◆ **TAREA 1**
Indica si cada afirmación coincide con el fragmento sobre la poesía de García Gómez: (a) En el libro, García Gómez dialoga con Odiseo. (b) La estatua homérica se quiebra por completo al caer. (c) El poema citado aconseja desconfiar de la mujer. Responde sí o no a cada una y cita textualmente las palabras del fragmento que lo deciden.
◆ **TAREA 2**
Continúa el fragmento sobre la poesía de García Gómez desde el punto en que se interrumpe.

◆ **FRAGMENTO PARA LEER**
>>>>>

La naturalidad con que este escritor colombiano asume esa parte de su herencia cultural descalifica de entrada cualquier designación despectiva respecto a lo que algunos llaman, no siempre libres de rencor y frivolidad, “universalismo”. En este libro, García Gómez dialoga con Odiseo. Le brinda consejos y lo alecciona sobre el sentido de la vida. Pero su interlocutor no se encuentra detrás de la máscara homérica, solamente. Me atrevo a asegurar que el silencioso Ulises que escucha las meditaciones de García Gómez es el clasicismo todo, o al menos cierto canon literario puesto en la cuerda floja, en donde el poeta colombiano dialoga con la idea de tradición, la recrea y parodia (a veces con demasiada solemnidad, otras con sutill ironía). La simple acción de cuestionar la sabiduría y prudencia del símbolo mismo de tales cualidades en la tradición clásica (Odiseo) es ya un gesto interesante. El funámbulo García Gómez gana la partida: La falsa estatua homérica cae al abismo. Sin embargo, no se quiebra del todo. He ahí quizás algo de la fragilidad de la propuesta poética de Alejandro, al tiempo que gran parte de su fortaleza. Extremo-occidental, sí; pero, sobre todo, y por esa razón, colombiano. De ahí también que se decante a menudo por cierta diafanidad conversacional antes que meditativa y por cierto tono epigramático, no ncesariamente didáctico:

No desconfíes de tu mujer;
trabajo le costó tejer, tejer y tejer;
trabajo le costó destejer, destejer y destejer;
trabajo le costó desdeñar, desdeñar y desdeñar;
trabajo le costó recordar, recordar y recordar;
trabajo le costó esperar, esperar y esperar.

<<<<<

◆ **INFORMACIÓN MOSTRADA**
>>>>>

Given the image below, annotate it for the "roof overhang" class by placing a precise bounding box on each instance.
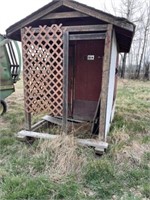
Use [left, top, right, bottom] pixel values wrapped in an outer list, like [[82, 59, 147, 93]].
[[6, 0, 135, 52]]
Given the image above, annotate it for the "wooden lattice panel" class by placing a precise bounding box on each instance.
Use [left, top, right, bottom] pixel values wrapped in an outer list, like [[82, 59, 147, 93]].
[[21, 24, 63, 116]]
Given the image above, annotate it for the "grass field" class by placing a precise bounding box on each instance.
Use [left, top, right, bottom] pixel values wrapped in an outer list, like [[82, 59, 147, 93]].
[[0, 80, 150, 200]]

<<<<<

◆ **TU RESPUESTA 1**
(a) Sí: «En este libro, García Gómez dialoga con Odiseo.»
(b) No: «Sin embargo, no se quiebra del todo.»
(c) No: «No desconfíes de tu mujer;»

◆ **TU RESPUESTA 2**
Pero tampoco te fíes de ella.

Lo mejor de este Alfabeto de sombras está en la voluntad de cifrar un abecedario particular, pese a los recursos hispanófilos y prudentes de sus niveles expresivos, pero también gracias a ellos. Se trata de la voz de un poeta que, como en el canto dantesco, ha decidido explorar su propia conciencia en busca de la sabiduría adquirida, antes de ingresar en el mundo de penumbras e incertidumbres de la restante mitad de su vida. No es gratuito, en consecuencia, que la otra mitad del libro tenga como personaje lírico o hablante poético a un poeta ciego, a un profeta que, desencantado del poder de su palabra, medite en voz alta:

¿Por qué los dioses no me eligieron para tirar puentes
o para curar reyes y ministros,
o para redactar o interpretar las leyes
y estudiar las rentas y los impuestos?
¿Por qué no me escogieron para la gloria
de vencer a los enemigos del reino y de nuestros dioses
o de morir por sus manos?
¿Por qué el dios de los aedas me eligió a mí,
para iniciarme en el alfabeto de las sombras nocturnas
y enseñarlo en mis cantos
en la fuente de la gran plaza?
¿Por qué yo? ¿Por qué?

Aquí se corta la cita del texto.